(Material provided)

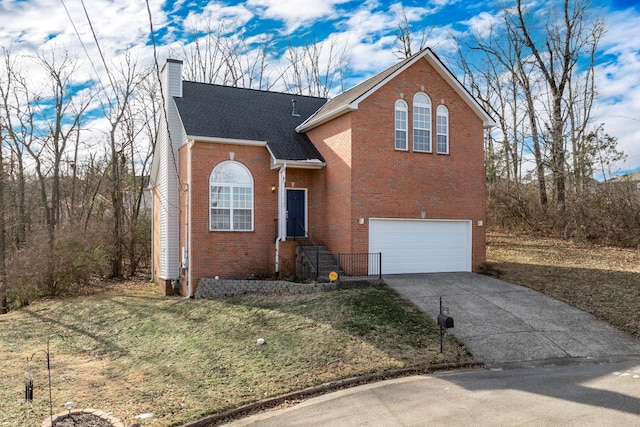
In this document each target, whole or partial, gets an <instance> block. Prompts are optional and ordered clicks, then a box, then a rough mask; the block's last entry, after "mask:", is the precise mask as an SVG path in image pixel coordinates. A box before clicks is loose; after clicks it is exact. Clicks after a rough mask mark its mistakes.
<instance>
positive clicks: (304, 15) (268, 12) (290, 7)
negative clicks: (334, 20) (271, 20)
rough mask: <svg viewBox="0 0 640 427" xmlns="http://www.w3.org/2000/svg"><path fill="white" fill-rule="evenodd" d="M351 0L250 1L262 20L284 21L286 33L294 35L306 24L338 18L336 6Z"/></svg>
mask: <svg viewBox="0 0 640 427" xmlns="http://www.w3.org/2000/svg"><path fill="white" fill-rule="evenodd" d="M347 2H349V0H248V1H247V6H248V7H250V8H255V9H256V10H257V14H258V15H259V16H260V17H261V18H266V19H273V20H278V21H282V22H284V24H285V32H286V33H287V34H290V33H292V32H293V31H295V30H296V29H297V28H299V27H304V26H305V25H306V24H309V23H311V22H316V21H320V20H325V19H333V18H335V17H337V16H338V12H337V10H336V6H338V5H340V4H343V3H347Z"/></svg>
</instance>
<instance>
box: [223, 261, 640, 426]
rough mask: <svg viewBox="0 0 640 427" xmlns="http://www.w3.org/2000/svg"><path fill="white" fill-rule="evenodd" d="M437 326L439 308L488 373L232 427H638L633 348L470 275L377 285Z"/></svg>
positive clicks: (393, 383)
mask: <svg viewBox="0 0 640 427" xmlns="http://www.w3.org/2000/svg"><path fill="white" fill-rule="evenodd" d="M385 282H386V283H387V284H388V285H389V286H390V287H392V288H393V289H395V290H396V291H397V292H399V293H400V294H401V295H403V296H404V297H406V298H408V299H409V300H411V301H413V302H414V303H415V304H416V305H417V306H418V307H420V308H421V309H422V310H423V311H425V312H426V313H427V314H428V315H430V316H431V317H433V318H436V317H437V315H438V311H439V298H440V297H442V298H443V303H444V305H445V306H447V307H448V309H449V315H450V316H452V317H453V318H454V326H455V327H454V328H453V329H451V330H449V333H454V334H455V335H456V336H458V337H459V338H460V339H461V340H462V341H463V342H464V343H465V344H466V345H467V346H468V347H469V348H470V350H471V351H472V353H473V354H474V355H475V356H476V357H477V359H478V361H480V362H482V363H484V364H485V366H486V367H487V368H486V369H477V370H469V371H454V372H446V373H439V374H433V375H420V376H413V377H408V378H401V379H395V380H389V381H384V382H380V383H374V384H368V385H364V386H360V387H354V388H352V389H347V390H341V391H338V392H334V393H330V394H327V395H324V396H320V397H316V398H312V399H309V400H306V401H304V402H302V403H300V404H298V405H295V406H293V407H290V408H286V409H281V410H274V411H268V412H264V413H260V414H257V415H253V416H250V417H247V418H244V419H241V420H237V421H235V422H232V423H230V424H228V425H231V426H247V425H251V426H467V425H474V426H496V425H524V426H636V425H637V426H640V341H639V340H637V339H635V338H633V337H631V336H628V335H626V334H624V333H622V332H620V331H618V330H616V329H614V328H612V327H611V326H609V325H607V324H605V323H603V322H601V321H599V320H597V319H596V318H594V317H593V316H591V315H589V314H587V313H585V312H583V311H580V310H578V309H575V308H573V307H570V306H568V305H567V304H564V303H562V302H560V301H557V300H554V299H552V298H549V297H547V296H545V295H543V294H540V293H538V292H535V291H532V290H530V289H527V288H524V287H521V286H517V285H513V284H510V283H507V282H503V281H500V280H496V279H493V278H490V277H485V276H480V275H476V274H472V273H448V274H422V275H401V276H389V277H385Z"/></svg>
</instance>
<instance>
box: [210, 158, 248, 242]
mask: <svg viewBox="0 0 640 427" xmlns="http://www.w3.org/2000/svg"><path fill="white" fill-rule="evenodd" d="M230 163H231V164H234V165H236V166H239V167H241V168H242V169H244V170H245V171H246V172H247V174H248V175H249V178H250V179H251V183H250V184H248V185H247V184H236V183H229V182H214V181H212V178H213V173H214V172H215V170H216V169H217V168H219V167H221V166H222V165H225V164H230ZM212 187H230V188H231V191H230V196H229V197H230V200H229V208H228V209H229V228H223V229H220V228H214V227H213V222H212V220H211V219H212V218H211V212H212V210H213V209H214V208H213V207H212V206H211V203H212V200H211V188H212ZM233 188H250V189H251V226H250V228H249V229H240V230H237V229H234V228H233V211H234V207H233V201H234V198H233V194H234V193H233ZM254 188H255V185H254V180H253V175H252V174H251V171H250V170H249V169H248V168H247V167H246V166H245V165H243V164H242V163H239V162H235V161H231V160H227V161H224V162H221V163H218V164H217V165H216V166H215V167H214V168H213V169H212V170H211V173H210V174H209V205H208V209H209V231H216V232H218V231H220V232H240V233H242V232H252V231H254V227H255V224H254V219H255V200H254V199H255V194H254ZM224 209H226V208H224Z"/></svg>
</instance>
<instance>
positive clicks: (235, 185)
mask: <svg viewBox="0 0 640 427" xmlns="http://www.w3.org/2000/svg"><path fill="white" fill-rule="evenodd" d="M209 191H210V193H209V207H210V216H209V229H210V230H226V231H252V230H253V178H252V177H251V173H250V172H249V170H248V169H247V168H246V167H244V166H243V165H242V164H240V163H238V162H232V161H227V162H223V163H220V164H219V165H218V166H216V167H215V168H214V169H213V171H212V172H211V175H210V177H209Z"/></svg>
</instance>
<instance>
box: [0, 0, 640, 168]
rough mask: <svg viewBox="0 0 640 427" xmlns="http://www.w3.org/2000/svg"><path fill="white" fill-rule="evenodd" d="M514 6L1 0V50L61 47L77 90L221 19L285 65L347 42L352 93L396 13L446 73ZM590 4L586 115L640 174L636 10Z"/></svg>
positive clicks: (26, 56) (171, 56)
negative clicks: (593, 24)
mask: <svg viewBox="0 0 640 427" xmlns="http://www.w3.org/2000/svg"><path fill="white" fill-rule="evenodd" d="M530 1H531V2H535V1H539V0H530ZM514 3H515V0H497V1H491V0H489V1H483V0H476V1H474V0H471V1H469V0H422V1H416V0H399V1H387V0H364V1H351V0H245V1H206V0H176V1H170V0H167V1H163V0H148V2H145V1H143V0H0V49H2V48H4V49H10V50H11V52H12V54H13V55H17V56H22V55H24V57H25V58H29V57H30V58H33V57H34V56H35V55H36V54H37V53H38V52H47V51H48V52H51V51H52V50H57V51H59V50H66V51H68V52H69V53H70V54H71V55H74V56H75V57H77V58H78V73H77V76H78V77H77V79H78V82H77V84H78V85H79V86H82V85H86V84H91V82H92V81H93V82H95V78H94V77H95V76H96V75H100V74H102V73H104V67H105V66H104V63H103V62H102V60H101V58H102V57H104V58H105V59H106V62H107V63H109V62H110V61H117V60H118V58H121V57H122V55H123V54H124V53H125V52H127V53H129V54H130V55H133V56H134V57H135V58H136V59H137V61H138V63H139V64H142V65H150V64H153V63H154V60H156V59H157V61H158V63H159V65H160V66H162V64H163V63H164V61H165V60H166V58H167V57H172V58H175V59H184V58H181V57H180V52H181V46H182V45H185V44H188V43H190V40H191V39H190V35H191V34H193V31H194V30H196V29H198V28H202V26H203V25H204V24H206V23H218V22H221V21H224V22H225V29H226V30H227V31H228V33H229V34H230V35H231V34H234V33H242V34H243V35H244V37H245V38H246V39H247V40H254V39H255V40H269V44H270V46H271V48H272V53H271V55H272V56H271V58H270V59H271V61H272V62H273V63H274V64H277V63H278V62H279V61H282V60H283V58H282V57H278V55H283V54H284V50H285V47H286V45H287V43H288V42H290V41H292V40H294V41H297V42H298V43H308V42H310V41H323V40H328V41H333V42H334V43H336V45H339V46H343V47H344V48H345V49H346V50H345V52H347V54H348V59H349V78H348V80H346V81H345V87H350V86H353V85H355V84H357V83H358V82H360V81H362V80H364V79H365V78H367V77H370V76H372V75H374V74H376V73H378V72H380V71H382V70H384V69H385V68H387V67H389V66H391V65H393V64H394V63H396V62H397V61H398V60H399V56H398V54H397V53H395V52H394V45H395V44H396V42H397V37H396V28H397V22H398V16H399V14H400V13H401V11H402V12H403V13H405V14H406V16H407V19H408V20H409V21H410V22H411V26H412V32H413V33H414V35H416V36H417V35H419V34H421V33H422V31H423V30H425V31H428V34H429V38H428V46H429V47H431V48H432V49H433V50H434V51H435V52H436V54H438V56H440V58H442V59H443V61H444V62H445V64H447V65H449V66H450V68H452V67H453V64H451V63H448V58H452V57H453V55H454V53H455V43H454V42H453V41H452V38H451V35H452V34H456V35H458V36H460V35H462V36H464V35H468V34H475V35H480V36H482V35H484V34H486V33H487V30H488V27H489V25H491V24H492V23H495V22H496V20H497V17H498V16H499V13H500V10H501V8H503V7H504V6H505V5H509V6H511V5H513V4H514ZM593 7H594V8H596V9H597V11H598V14H599V15H600V16H604V17H606V20H607V32H606V34H605V35H604V37H603V39H602V40H601V43H600V48H599V51H598V54H597V56H596V61H597V62H596V78H597V89H598V92H599V97H598V100H597V104H596V106H595V108H594V111H593V113H592V118H593V121H594V124H599V123H604V124H605V131H606V132H607V133H608V134H610V135H612V136H615V137H617V138H618V143H619V145H618V147H619V148H620V149H621V150H623V151H624V152H625V154H626V155H627V158H626V160H625V161H624V162H623V163H620V164H618V165H616V166H617V168H618V169H620V171H621V172H626V171H633V170H640V5H638V3H637V0H600V1H598V0H593ZM150 17H151V19H150ZM152 26H153V37H152V36H151V27H152ZM96 40H97V43H96ZM154 43H155V49H154ZM98 45H99V47H100V51H101V52H102V55H101V54H100V51H99V50H98V48H97V46H98ZM2 66H4V64H2V65H0V67H2ZM25 70H26V71H27V72H29V73H31V74H29V76H30V78H33V79H38V78H39V77H41V76H38V74H37V73H38V71H37V70H36V69H34V68H33V67H29V66H28V65H26V66H25ZM0 71H1V70H0ZM454 72H455V69H454ZM99 126H100V124H96V127H99Z"/></svg>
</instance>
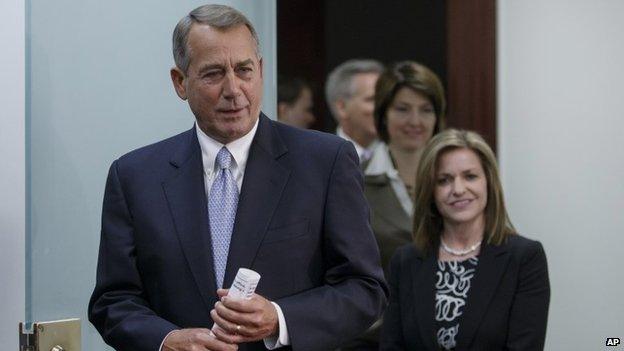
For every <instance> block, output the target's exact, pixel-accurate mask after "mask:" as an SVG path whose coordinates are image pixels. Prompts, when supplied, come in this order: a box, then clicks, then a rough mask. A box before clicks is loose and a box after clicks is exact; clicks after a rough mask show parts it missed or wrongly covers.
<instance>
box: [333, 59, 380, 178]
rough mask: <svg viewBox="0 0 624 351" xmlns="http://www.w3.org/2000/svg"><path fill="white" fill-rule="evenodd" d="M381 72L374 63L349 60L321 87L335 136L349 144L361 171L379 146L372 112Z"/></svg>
mask: <svg viewBox="0 0 624 351" xmlns="http://www.w3.org/2000/svg"><path fill="white" fill-rule="evenodd" d="M383 69H384V67H383V65H382V64H381V63H379V62H377V61H375V60H360V59H358V60H349V61H346V62H344V63H342V64H340V65H339V66H337V67H336V68H334V70H333V71H332V72H331V73H330V74H329V76H328V78H327V83H326V85H325V95H326V98H327V104H328V105H329V108H330V110H331V112H332V114H333V116H334V119H335V120H336V122H337V123H338V129H337V130H336V134H337V135H338V136H340V137H342V138H344V139H346V140H348V141H350V142H352V143H353V145H354V146H355V150H356V151H357V153H358V156H359V157H360V164H361V167H362V169H364V168H365V166H366V164H367V163H368V161H369V160H370V158H371V156H372V155H373V151H374V150H375V148H376V147H377V146H378V145H379V140H378V139H377V130H376V128H375V120H374V117H373V111H374V109H375V83H376V82H377V78H379V75H380V74H381V73H382V72H383Z"/></svg>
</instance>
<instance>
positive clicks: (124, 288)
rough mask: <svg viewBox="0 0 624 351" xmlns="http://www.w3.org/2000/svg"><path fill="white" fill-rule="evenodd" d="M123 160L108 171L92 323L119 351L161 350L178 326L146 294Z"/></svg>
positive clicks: (141, 350)
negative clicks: (166, 320) (138, 258)
mask: <svg viewBox="0 0 624 351" xmlns="http://www.w3.org/2000/svg"><path fill="white" fill-rule="evenodd" d="M118 167H119V161H115V162H114V163H113V164H112V166H111V168H110V170H109V173H108V179H107V181H106V190H105V192H104V203H103V207H102V232H101V238H100V252H99V256H98V265H97V278H96V285H95V289H94V291H93V294H92V296H91V300H90V301H89V320H90V321H91V323H93V325H94V326H95V327H96V328H97V330H98V331H99V332H100V334H101V335H102V337H103V338H104V341H106V343H107V344H109V345H111V346H112V347H114V348H115V349H117V350H136V351H144V350H145V351H157V350H159V347H160V344H161V343H162V341H163V340H164V338H165V337H166V336H167V334H168V333H169V332H170V331H172V330H174V329H178V327H177V326H176V325H174V324H172V323H170V322H167V321H166V320H164V319H162V318H160V317H158V316H157V315H156V314H155V313H154V312H153V311H152V310H151V309H150V306H149V302H148V301H147V300H146V297H145V295H144V291H143V286H142V283H141V278H140V275H139V271H138V269H137V265H136V250H135V244H134V238H133V224H132V216H131V214H130V211H129V209H128V205H127V202H126V198H125V196H124V192H123V187H122V185H121V183H120V180H119V174H118V172H119V170H118Z"/></svg>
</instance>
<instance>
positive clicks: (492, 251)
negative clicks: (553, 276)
mask: <svg viewBox="0 0 624 351" xmlns="http://www.w3.org/2000/svg"><path fill="white" fill-rule="evenodd" d="M508 261H509V255H508V253H507V249H506V245H505V244H503V245H500V246H494V245H484V246H483V249H482V251H481V254H480V255H479V263H478V266H477V272H476V274H475V276H474V278H473V279H474V280H473V282H472V286H471V287H470V291H468V299H467V301H466V308H465V309H464V312H463V314H462V316H461V317H460V318H461V320H460V324H459V333H458V335H457V349H468V346H470V343H471V342H472V339H473V338H474V335H475V333H476V332H477V329H478V327H479V324H481V320H482V319H483V316H484V315H485V312H486V311H487V308H488V306H489V304H490V301H491V300H492V298H493V297H494V293H495V292H496V289H497V288H498V285H499V282H500V279H501V277H502V276H503V273H504V272H505V270H506V269H507V263H508Z"/></svg>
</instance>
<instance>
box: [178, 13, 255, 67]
mask: <svg viewBox="0 0 624 351" xmlns="http://www.w3.org/2000/svg"><path fill="white" fill-rule="evenodd" d="M195 23H198V24H207V25H209V26H211V27H215V28H217V29H220V30H228V29H230V28H233V27H237V26H240V25H245V27H247V29H249V32H251V36H252V37H253V39H254V41H255V42H256V55H257V56H258V58H260V56H261V55H260V39H258V33H257V32H256V30H255V29H254V27H253V25H252V24H251V22H250V21H249V20H248V19H247V17H245V15H243V14H242V13H240V11H238V10H236V9H235V8H232V7H229V6H225V5H203V6H200V7H198V8H196V9H194V10H193V11H191V12H189V14H188V15H186V16H184V17H182V19H181V20H180V22H178V24H177V25H176V27H175V29H174V30H173V59H174V61H175V64H176V66H177V67H178V68H179V69H181V70H182V72H184V73H186V72H187V70H188V67H189V64H190V52H189V51H190V50H189V48H188V46H187V41H188V34H189V32H190V31H191V26H192V25H193V24H195Z"/></svg>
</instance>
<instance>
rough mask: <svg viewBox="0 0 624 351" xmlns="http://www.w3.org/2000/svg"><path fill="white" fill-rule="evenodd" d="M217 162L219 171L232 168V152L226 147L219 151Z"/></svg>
mask: <svg viewBox="0 0 624 351" xmlns="http://www.w3.org/2000/svg"><path fill="white" fill-rule="evenodd" d="M216 162H217V166H218V167H219V169H229V168H230V164H231V163H232V154H230V151H229V150H228V149H227V148H226V147H225V146H224V147H222V148H221V150H219V153H218V154H217V159H216Z"/></svg>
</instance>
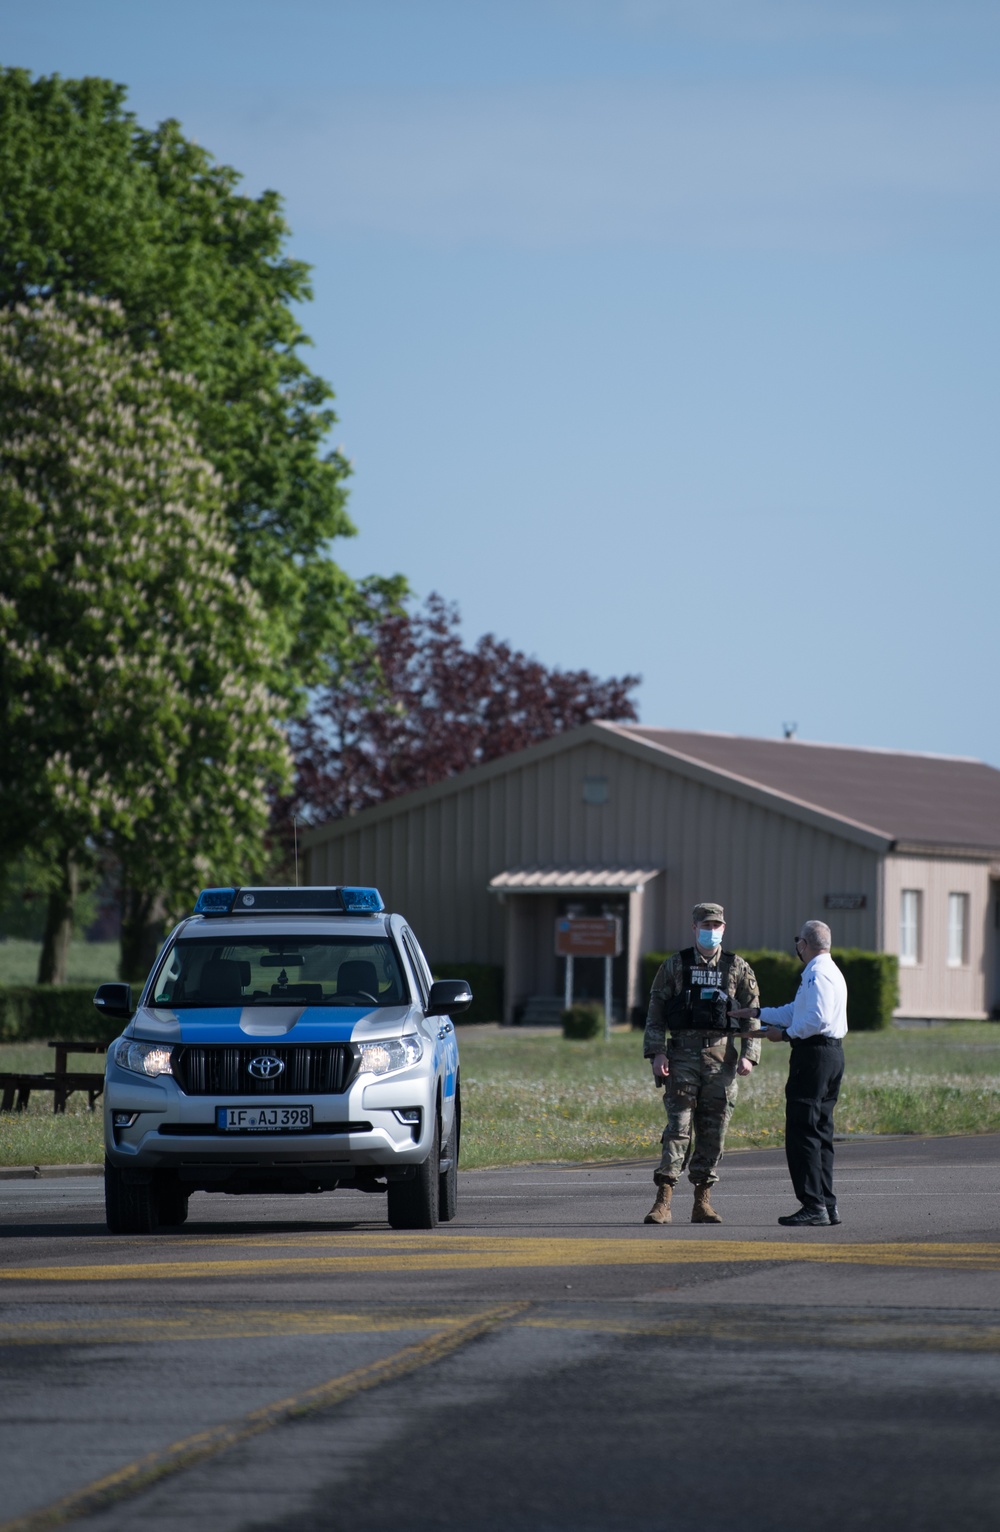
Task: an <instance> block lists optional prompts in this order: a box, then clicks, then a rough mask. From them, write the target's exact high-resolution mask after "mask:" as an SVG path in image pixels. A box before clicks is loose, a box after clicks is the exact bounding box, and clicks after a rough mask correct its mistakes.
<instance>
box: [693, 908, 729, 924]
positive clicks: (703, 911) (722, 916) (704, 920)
mask: <svg viewBox="0 0 1000 1532" xmlns="http://www.w3.org/2000/svg"><path fill="white" fill-rule="evenodd" d="M691 919H692V921H694V922H695V925H697V924H698V921H723V922H724V921H726V912H724V910H723V907H721V904H695V907H694V910H692V912H691Z"/></svg>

(End Material provided)

■ **Description of the task**: How many lines of the listing above contain the string "positive"? Count with case sensitivity and reply with the number alone.

■ **Written solution**: 8